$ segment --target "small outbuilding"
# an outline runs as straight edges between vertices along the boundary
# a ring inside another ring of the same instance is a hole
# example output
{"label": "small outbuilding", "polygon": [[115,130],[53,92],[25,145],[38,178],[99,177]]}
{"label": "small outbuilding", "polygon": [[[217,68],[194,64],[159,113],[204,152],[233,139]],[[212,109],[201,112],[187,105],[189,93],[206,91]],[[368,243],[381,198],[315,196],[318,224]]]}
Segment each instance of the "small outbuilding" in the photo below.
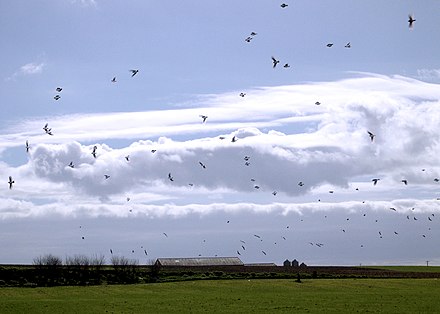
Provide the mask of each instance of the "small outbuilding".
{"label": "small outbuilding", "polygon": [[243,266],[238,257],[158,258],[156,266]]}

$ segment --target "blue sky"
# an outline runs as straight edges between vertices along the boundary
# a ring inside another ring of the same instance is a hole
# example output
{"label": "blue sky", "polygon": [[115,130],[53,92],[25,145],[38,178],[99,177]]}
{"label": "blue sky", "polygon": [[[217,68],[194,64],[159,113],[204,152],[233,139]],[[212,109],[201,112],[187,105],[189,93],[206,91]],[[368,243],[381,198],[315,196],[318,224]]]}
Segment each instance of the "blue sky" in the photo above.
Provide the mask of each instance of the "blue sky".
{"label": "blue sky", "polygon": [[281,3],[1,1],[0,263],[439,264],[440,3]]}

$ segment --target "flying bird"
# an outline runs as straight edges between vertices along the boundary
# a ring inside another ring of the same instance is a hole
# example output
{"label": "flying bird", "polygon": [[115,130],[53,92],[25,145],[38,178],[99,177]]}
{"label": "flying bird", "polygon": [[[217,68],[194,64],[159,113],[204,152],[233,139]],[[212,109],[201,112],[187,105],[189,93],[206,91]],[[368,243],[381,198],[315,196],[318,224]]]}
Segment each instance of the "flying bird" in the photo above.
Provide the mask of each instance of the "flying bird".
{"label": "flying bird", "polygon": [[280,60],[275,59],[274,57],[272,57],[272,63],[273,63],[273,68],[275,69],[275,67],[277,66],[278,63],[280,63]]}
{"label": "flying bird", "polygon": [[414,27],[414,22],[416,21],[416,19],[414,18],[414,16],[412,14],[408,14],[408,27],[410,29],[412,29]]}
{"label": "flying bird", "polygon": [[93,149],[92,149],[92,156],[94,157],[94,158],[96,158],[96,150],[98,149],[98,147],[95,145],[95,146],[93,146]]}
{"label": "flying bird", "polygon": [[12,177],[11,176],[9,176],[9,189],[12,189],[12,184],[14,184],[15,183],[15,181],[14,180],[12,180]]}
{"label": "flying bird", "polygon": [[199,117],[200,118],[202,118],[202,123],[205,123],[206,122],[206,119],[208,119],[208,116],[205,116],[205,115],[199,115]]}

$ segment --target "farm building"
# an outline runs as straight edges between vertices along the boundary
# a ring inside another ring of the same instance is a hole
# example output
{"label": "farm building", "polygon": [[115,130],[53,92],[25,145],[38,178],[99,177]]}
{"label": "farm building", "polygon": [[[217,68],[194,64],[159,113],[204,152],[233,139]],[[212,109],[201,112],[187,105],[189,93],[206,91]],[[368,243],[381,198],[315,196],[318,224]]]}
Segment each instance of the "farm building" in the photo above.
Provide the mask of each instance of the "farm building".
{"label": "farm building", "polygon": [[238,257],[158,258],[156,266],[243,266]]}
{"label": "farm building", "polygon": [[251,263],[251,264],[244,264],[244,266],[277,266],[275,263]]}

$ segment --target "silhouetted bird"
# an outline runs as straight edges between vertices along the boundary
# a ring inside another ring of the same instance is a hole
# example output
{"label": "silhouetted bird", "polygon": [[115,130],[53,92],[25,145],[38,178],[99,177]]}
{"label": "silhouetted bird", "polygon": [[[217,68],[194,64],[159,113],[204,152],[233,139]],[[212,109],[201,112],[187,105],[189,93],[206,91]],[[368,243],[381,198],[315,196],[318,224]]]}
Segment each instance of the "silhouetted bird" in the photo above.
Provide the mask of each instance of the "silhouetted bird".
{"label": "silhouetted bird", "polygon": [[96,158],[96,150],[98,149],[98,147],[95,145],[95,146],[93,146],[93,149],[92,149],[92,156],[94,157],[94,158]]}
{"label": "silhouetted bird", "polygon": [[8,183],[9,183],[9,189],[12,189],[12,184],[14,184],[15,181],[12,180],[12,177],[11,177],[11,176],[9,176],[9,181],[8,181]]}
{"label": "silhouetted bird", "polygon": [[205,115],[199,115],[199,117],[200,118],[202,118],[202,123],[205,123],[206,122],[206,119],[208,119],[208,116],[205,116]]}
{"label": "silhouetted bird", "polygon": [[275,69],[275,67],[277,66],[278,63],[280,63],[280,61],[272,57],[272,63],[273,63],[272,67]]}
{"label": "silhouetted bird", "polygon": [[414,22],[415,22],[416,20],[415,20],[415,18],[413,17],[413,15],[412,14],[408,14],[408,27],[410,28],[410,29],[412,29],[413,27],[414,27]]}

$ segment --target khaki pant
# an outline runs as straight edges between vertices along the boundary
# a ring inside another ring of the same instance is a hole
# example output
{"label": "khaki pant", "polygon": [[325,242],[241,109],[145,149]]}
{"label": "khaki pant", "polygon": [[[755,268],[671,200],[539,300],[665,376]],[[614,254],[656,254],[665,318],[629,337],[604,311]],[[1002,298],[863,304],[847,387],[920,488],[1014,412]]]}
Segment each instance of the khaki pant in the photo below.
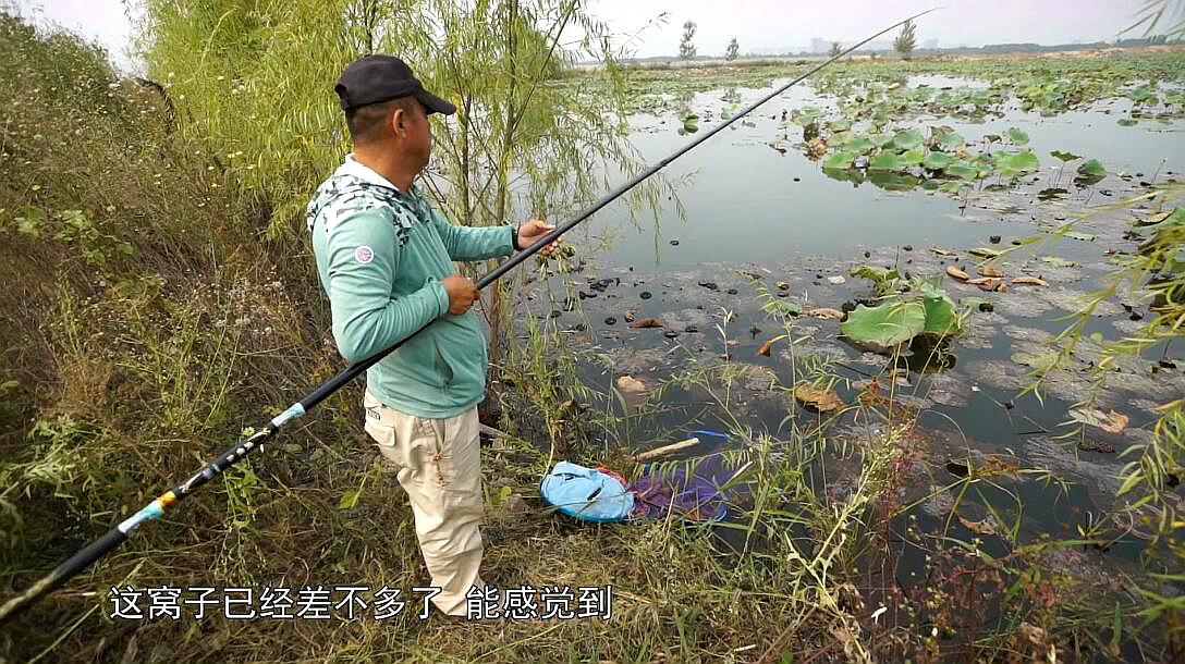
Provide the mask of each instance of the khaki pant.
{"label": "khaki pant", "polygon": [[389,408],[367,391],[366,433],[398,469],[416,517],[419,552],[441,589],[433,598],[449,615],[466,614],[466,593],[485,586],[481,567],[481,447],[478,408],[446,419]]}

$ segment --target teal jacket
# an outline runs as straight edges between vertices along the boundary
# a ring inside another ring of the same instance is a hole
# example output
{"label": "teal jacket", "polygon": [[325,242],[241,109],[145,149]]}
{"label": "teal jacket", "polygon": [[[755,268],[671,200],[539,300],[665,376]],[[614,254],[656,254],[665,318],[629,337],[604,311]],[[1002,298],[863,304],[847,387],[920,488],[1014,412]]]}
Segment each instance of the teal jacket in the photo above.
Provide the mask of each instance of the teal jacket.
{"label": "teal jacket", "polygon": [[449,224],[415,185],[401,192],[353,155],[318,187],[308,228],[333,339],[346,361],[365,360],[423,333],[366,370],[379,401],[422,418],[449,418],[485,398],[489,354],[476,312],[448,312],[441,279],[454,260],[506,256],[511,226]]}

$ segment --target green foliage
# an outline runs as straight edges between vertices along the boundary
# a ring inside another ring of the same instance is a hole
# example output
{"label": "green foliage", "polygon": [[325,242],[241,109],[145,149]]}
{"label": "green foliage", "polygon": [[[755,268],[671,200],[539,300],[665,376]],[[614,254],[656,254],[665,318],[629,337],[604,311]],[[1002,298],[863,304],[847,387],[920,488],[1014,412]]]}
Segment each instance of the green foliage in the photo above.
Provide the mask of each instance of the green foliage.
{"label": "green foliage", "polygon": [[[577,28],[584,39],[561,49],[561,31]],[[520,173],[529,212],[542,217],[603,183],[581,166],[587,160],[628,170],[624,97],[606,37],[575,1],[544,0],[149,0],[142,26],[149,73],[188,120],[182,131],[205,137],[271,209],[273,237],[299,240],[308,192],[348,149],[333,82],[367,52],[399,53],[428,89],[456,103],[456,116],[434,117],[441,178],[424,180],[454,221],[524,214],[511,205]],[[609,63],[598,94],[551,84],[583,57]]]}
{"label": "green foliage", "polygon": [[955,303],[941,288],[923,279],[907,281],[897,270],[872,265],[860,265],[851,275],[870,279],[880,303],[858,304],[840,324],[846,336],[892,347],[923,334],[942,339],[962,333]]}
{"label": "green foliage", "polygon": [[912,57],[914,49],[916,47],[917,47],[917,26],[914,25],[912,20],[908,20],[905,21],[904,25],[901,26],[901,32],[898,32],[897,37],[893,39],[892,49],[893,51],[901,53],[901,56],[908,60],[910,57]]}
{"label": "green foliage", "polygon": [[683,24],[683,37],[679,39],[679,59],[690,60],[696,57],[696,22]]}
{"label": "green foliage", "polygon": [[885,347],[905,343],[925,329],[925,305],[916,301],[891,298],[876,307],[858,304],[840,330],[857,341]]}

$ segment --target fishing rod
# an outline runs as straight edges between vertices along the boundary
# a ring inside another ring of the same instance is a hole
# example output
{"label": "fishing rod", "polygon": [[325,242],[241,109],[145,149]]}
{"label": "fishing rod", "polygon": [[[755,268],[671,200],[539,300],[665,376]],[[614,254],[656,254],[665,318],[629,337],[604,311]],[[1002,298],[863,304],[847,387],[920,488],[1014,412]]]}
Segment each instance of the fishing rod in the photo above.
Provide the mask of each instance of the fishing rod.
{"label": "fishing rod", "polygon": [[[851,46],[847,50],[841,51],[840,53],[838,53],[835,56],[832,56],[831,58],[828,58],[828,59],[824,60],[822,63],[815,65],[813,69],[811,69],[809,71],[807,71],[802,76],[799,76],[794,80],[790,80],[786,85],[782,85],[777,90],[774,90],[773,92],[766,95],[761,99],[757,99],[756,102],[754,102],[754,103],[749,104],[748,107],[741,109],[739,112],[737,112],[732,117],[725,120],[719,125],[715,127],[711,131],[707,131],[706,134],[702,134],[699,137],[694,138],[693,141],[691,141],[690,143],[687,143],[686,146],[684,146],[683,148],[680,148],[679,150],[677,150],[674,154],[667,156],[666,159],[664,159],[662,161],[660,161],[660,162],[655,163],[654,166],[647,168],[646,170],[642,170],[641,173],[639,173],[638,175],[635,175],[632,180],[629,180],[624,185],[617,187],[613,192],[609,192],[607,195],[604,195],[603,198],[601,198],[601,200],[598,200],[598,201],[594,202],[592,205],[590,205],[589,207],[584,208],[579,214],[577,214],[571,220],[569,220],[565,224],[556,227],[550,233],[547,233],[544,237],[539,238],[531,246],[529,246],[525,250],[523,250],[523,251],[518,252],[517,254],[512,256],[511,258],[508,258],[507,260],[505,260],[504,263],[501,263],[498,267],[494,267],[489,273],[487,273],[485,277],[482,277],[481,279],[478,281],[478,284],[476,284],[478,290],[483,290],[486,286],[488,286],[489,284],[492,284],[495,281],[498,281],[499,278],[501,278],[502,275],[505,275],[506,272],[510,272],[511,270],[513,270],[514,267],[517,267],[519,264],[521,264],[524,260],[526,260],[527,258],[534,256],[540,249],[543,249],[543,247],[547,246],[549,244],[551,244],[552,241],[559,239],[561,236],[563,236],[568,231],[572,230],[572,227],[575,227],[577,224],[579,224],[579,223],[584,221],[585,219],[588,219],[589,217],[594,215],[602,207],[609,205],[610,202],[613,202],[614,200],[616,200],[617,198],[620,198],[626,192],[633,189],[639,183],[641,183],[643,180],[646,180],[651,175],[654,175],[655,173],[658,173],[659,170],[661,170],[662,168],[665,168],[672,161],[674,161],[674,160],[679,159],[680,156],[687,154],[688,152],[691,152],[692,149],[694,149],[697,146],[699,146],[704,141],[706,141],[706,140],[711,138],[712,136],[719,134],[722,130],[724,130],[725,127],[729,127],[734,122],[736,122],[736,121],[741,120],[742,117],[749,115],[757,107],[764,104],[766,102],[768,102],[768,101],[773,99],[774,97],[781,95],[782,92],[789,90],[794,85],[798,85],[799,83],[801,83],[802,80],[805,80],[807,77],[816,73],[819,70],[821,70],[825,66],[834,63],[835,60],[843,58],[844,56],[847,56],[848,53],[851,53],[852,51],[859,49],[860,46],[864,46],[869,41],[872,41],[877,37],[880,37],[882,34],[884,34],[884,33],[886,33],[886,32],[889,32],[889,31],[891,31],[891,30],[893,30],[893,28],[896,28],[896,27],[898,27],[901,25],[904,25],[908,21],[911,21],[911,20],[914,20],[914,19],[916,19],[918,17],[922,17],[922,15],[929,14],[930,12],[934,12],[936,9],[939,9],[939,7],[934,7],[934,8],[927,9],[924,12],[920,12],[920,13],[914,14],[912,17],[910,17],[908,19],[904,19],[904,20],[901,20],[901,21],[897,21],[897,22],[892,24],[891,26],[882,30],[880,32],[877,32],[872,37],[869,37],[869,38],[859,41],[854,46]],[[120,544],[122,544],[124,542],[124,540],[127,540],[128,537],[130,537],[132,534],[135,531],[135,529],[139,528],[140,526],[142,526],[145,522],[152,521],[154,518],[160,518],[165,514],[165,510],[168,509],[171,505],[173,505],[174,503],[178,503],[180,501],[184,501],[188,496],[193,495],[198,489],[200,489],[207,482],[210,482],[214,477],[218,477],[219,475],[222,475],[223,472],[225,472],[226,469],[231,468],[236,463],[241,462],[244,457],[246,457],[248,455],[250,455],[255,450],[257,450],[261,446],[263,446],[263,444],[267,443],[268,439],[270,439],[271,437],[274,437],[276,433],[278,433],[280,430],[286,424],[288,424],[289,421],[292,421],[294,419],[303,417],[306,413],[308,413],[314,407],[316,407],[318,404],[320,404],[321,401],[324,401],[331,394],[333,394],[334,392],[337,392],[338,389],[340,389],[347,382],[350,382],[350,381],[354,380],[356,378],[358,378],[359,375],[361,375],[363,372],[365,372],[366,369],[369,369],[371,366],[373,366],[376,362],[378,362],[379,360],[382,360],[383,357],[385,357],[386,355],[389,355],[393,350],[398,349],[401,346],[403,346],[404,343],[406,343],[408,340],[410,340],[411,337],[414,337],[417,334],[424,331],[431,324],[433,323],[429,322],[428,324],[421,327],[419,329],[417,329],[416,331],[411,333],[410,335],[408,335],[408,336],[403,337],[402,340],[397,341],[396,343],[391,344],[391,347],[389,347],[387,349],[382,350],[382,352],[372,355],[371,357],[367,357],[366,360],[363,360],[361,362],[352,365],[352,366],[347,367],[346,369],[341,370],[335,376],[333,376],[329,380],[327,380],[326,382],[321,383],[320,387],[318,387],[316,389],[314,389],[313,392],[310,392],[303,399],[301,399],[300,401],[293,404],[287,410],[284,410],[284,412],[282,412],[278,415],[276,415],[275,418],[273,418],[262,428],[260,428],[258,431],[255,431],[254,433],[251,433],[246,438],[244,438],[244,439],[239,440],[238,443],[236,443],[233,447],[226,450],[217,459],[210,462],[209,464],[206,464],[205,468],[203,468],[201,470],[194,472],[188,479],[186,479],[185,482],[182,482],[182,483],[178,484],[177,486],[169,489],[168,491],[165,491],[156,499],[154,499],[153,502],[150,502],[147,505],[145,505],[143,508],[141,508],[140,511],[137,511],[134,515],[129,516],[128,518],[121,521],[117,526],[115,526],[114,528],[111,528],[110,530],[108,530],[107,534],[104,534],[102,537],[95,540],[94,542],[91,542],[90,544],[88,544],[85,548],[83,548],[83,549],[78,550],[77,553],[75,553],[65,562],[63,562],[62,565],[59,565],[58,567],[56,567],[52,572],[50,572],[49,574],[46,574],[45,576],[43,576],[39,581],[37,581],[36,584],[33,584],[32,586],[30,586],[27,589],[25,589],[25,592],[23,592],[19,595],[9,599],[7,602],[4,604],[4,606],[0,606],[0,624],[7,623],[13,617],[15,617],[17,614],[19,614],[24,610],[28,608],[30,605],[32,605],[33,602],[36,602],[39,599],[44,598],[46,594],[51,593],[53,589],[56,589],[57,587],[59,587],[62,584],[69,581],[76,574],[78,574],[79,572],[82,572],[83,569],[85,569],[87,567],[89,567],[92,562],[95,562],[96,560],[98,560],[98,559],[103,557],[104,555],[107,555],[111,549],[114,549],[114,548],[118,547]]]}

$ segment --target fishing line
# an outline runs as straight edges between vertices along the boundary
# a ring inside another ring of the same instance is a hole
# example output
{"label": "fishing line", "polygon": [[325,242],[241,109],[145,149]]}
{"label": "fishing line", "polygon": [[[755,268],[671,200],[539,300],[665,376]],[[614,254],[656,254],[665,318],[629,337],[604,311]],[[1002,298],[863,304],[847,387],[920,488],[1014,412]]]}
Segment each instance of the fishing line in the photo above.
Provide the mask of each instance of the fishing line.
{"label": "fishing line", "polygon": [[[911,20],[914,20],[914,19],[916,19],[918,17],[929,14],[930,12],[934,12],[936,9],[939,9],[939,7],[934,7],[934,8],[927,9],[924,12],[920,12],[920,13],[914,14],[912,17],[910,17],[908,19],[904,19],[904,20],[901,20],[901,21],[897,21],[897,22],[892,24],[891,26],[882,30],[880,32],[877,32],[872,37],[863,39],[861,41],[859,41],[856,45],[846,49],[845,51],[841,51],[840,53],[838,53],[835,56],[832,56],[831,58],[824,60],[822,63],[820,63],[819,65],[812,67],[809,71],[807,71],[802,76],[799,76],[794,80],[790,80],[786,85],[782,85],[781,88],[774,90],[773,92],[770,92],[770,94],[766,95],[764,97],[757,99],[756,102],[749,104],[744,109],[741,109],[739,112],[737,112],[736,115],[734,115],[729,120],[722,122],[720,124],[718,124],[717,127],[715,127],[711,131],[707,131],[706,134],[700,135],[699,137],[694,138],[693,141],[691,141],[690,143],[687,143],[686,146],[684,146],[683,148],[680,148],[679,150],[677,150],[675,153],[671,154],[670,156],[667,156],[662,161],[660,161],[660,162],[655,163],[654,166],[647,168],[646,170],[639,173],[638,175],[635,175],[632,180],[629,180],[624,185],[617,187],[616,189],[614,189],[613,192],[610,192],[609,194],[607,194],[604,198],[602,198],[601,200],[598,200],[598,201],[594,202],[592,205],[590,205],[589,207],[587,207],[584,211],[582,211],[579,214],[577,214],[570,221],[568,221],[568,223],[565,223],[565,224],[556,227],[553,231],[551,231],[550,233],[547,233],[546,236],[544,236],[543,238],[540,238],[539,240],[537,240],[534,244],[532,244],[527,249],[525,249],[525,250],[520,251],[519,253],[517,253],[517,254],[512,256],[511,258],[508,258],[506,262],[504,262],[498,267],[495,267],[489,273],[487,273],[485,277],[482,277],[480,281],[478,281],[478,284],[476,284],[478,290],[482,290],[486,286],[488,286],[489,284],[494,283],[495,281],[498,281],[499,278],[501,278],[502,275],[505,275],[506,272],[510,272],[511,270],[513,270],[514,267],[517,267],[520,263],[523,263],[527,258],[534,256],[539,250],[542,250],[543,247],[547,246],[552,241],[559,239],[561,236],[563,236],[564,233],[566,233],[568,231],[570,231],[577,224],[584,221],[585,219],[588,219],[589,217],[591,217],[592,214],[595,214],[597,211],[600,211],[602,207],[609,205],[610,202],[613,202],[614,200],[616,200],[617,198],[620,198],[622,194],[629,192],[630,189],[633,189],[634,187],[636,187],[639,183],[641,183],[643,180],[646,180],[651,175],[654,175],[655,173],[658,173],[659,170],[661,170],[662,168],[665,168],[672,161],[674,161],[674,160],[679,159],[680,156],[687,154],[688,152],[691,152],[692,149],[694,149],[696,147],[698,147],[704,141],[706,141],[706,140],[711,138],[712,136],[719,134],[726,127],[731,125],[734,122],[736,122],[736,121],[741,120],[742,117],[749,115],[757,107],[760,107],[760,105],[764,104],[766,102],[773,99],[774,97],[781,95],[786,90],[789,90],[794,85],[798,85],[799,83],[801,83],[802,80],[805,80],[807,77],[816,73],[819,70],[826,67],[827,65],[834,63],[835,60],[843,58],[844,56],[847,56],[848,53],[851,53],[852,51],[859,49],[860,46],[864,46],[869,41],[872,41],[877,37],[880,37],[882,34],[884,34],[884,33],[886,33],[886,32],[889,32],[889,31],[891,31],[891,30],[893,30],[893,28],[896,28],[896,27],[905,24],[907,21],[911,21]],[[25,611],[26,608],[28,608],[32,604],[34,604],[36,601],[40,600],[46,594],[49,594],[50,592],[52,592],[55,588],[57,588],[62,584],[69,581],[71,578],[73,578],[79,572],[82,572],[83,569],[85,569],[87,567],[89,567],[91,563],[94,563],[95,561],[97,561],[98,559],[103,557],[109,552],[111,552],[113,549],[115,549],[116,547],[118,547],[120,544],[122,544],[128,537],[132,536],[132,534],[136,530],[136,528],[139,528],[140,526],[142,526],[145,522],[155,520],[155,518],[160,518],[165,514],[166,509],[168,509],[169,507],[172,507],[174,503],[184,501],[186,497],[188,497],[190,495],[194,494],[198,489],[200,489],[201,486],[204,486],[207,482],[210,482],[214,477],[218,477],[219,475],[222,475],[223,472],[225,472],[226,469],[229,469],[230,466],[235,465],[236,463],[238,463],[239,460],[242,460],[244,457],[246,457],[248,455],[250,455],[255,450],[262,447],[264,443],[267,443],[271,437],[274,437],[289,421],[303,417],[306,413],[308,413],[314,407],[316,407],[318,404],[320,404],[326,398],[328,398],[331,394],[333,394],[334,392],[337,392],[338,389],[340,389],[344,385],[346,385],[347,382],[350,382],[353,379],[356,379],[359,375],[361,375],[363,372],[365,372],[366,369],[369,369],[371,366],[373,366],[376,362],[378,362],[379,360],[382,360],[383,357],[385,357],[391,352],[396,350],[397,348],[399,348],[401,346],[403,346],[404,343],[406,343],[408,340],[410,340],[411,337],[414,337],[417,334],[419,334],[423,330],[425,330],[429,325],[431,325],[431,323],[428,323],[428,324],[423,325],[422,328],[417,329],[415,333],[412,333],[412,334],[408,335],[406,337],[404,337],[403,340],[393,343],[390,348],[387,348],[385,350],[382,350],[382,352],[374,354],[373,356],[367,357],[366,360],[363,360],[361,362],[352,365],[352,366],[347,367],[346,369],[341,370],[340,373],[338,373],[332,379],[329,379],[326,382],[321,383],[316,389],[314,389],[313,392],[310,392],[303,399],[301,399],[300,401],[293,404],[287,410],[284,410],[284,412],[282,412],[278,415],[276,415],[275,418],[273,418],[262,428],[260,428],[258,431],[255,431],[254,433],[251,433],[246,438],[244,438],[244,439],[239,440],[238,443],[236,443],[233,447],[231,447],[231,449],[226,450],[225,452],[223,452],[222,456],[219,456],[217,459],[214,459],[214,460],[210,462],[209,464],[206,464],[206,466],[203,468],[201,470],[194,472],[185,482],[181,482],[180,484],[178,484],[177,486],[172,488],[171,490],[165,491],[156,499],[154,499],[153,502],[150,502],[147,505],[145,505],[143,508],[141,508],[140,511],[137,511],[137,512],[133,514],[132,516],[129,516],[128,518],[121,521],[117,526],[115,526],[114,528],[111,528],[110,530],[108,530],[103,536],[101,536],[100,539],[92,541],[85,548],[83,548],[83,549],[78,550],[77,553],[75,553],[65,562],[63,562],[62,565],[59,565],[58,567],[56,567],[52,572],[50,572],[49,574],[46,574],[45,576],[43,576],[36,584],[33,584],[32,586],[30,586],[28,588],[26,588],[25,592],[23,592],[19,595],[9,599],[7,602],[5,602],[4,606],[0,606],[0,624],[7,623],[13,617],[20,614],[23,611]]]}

┄┄┄┄┄┄┄┄┄┄┄┄┄┄┄┄┄┄┄┄

YOUR TASK:
Please pull out each line of the records above that contains the word "flying", copying every one unchanged.

EXERCISE OUTPUT:
$ segment --target "flying bird"
{"label": "flying bird", "polygon": [[115,130],[53,92],[25,145],[38,178],[99,177]]}
{"label": "flying bird", "polygon": [[[217,68],[194,64],[159,113],[204,152],[233,139]],[[212,109],[201,112],[187,105],[189,93],[206,91]],[[368,243],[381,198],[315,196],[318,224]]]}
Segment each instance of the "flying bird" in the photo above.
Provide the mask of each instance of the "flying bird".
{"label": "flying bird", "polygon": [[280,60],[275,59],[274,57],[272,57],[272,63],[273,63],[273,68],[275,69],[275,67],[277,66],[278,63],[280,63]]}
{"label": "flying bird", "polygon": [[414,27],[414,22],[416,21],[416,19],[414,18],[414,16],[412,14],[408,14],[408,27],[410,29],[412,29]]}
{"label": "flying bird", "polygon": [[93,149],[92,149],[92,156],[94,157],[94,158],[96,158],[96,150],[98,149],[98,147],[95,145],[95,146],[93,146]]}
{"label": "flying bird", "polygon": [[12,177],[11,176],[9,176],[9,189],[12,189],[12,184],[14,184],[15,183],[15,181],[14,180],[12,180]]}
{"label": "flying bird", "polygon": [[199,117],[200,118],[202,118],[202,123],[205,123],[206,122],[206,119],[208,119],[208,116],[205,116],[205,115],[199,115]]}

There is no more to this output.